→ The request
Rewrite the data from the line containing "[mark] murky lake" through the end, swapping "rocky shoreline" for "stony shoreline" and leaving everything else unchanged.

→ Entries
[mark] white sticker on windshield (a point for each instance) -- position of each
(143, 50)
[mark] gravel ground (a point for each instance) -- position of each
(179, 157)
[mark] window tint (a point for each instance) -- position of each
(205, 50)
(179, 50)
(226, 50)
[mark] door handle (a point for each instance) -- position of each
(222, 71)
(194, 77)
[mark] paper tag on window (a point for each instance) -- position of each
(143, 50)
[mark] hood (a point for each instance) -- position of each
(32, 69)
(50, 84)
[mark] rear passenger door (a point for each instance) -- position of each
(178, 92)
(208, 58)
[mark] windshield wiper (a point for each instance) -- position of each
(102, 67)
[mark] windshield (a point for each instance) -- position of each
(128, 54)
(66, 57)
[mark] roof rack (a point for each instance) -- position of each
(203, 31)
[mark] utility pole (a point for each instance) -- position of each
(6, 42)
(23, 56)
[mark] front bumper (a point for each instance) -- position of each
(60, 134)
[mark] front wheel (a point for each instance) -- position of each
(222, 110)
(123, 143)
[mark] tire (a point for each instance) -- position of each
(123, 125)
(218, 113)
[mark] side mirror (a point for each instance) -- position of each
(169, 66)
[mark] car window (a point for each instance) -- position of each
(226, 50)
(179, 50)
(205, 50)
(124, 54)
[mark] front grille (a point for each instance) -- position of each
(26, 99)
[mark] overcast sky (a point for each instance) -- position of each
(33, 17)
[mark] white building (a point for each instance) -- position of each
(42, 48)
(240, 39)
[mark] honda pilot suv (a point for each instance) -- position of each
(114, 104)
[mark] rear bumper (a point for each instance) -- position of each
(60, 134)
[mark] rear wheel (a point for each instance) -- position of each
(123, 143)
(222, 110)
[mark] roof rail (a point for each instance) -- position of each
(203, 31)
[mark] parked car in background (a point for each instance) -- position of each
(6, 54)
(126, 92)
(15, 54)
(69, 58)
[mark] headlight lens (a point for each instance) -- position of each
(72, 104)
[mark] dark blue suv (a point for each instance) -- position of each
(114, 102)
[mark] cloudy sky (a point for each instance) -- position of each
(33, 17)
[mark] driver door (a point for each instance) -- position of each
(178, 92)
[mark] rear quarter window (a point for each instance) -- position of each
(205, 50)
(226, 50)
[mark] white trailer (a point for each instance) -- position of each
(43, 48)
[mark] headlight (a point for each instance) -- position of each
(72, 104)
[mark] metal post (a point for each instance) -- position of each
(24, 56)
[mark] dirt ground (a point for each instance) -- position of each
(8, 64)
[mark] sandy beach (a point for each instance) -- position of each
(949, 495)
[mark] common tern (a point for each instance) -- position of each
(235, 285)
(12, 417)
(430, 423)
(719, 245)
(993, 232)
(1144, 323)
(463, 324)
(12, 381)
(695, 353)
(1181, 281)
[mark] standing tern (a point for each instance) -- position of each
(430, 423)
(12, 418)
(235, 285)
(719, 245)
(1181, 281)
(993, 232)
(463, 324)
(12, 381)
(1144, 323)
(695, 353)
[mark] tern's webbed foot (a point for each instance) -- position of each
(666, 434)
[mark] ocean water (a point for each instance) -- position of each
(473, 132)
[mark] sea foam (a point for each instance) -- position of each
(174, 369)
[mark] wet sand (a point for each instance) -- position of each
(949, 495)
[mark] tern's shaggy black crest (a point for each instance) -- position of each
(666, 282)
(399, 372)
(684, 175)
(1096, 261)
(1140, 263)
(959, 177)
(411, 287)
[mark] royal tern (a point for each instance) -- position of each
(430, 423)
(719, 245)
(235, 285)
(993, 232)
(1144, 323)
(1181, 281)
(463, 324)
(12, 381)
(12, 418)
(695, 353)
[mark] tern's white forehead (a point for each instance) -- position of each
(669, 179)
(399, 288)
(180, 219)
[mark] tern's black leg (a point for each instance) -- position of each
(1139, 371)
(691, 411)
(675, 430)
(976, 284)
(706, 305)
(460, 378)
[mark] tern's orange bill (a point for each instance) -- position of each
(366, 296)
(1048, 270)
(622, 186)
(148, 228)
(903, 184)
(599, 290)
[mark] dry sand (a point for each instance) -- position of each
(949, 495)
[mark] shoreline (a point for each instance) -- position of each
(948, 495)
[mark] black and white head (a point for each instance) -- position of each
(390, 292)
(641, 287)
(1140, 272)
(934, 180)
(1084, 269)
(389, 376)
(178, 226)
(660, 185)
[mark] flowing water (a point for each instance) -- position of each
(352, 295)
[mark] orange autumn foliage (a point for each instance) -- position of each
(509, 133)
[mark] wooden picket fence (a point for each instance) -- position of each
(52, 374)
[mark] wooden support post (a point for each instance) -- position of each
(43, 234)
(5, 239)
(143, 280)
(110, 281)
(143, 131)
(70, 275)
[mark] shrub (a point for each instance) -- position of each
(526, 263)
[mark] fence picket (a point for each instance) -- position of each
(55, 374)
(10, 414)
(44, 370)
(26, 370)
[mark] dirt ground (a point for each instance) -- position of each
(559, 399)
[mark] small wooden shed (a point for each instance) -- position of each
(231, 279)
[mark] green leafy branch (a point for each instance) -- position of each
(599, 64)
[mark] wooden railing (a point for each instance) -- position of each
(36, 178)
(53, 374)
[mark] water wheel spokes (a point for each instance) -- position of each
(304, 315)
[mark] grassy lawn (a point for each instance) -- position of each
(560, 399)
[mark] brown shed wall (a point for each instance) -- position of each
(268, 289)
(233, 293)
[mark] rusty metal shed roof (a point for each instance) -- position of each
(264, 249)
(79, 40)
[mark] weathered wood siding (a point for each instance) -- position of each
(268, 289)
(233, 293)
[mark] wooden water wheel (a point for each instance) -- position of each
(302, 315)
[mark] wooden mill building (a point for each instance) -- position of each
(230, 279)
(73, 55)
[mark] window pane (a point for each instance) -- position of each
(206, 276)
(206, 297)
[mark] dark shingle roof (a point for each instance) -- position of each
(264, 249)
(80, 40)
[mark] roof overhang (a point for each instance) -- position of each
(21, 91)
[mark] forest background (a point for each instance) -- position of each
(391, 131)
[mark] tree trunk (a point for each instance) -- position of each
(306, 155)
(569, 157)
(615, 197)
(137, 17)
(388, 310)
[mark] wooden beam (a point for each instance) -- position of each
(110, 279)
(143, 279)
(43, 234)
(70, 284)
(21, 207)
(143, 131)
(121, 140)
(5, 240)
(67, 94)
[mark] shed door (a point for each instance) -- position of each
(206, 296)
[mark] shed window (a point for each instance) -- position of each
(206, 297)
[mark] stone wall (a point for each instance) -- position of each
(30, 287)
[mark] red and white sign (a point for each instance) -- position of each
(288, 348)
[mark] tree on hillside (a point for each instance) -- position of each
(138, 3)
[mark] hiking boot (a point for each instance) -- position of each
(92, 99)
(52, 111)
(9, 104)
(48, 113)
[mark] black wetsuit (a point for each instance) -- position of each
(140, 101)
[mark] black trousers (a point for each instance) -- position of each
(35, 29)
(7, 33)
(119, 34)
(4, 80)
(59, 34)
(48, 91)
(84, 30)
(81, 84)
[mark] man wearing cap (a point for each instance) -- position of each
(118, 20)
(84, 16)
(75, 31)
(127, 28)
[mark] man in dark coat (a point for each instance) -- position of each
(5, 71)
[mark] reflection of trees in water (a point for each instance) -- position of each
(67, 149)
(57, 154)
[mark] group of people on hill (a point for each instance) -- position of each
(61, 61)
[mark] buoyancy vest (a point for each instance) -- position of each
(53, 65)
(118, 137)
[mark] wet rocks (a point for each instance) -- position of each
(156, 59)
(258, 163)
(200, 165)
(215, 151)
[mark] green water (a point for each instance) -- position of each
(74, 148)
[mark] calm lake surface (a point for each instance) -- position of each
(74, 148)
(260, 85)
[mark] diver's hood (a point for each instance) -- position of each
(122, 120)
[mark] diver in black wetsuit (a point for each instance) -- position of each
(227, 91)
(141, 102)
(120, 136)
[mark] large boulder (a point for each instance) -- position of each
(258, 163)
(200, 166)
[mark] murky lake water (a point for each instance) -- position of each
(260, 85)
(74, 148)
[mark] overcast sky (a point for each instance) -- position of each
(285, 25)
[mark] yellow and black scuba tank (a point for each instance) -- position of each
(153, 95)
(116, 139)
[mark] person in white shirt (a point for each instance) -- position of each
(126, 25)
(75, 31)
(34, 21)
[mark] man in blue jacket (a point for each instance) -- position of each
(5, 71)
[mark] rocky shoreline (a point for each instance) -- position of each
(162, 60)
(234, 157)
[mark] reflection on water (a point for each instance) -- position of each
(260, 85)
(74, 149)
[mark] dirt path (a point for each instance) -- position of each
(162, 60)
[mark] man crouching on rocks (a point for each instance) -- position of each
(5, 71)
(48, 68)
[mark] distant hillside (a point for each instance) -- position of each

→ Complete response
[mark] murky lake water (a point for each instance) -- position of each
(260, 85)
(74, 148)
[mark] overcast sky (a point for each instance) -- position of each
(285, 25)
[mark] yellow and black scuba tank (a point for each instance) -- position of each
(153, 95)
(116, 139)
[mark] person in white shirt (a point for each instance) -- position of each
(126, 25)
(75, 31)
(34, 21)
[mark] man in blue jacket (a point for each instance) -- position of each
(5, 71)
[mark] stony shoreline (a point for each instance) -- position of each
(162, 60)
(234, 157)
[mark] reflection on water (a point for each instance) -- position of each
(260, 85)
(74, 149)
[mark] dirt path (a point for each instance) -- position of each
(162, 60)
[mark] man crouching on rocks (a point for each instance) -- position of each
(5, 71)
(48, 68)
[mark] distant hillside (a point for each instance) -- position of each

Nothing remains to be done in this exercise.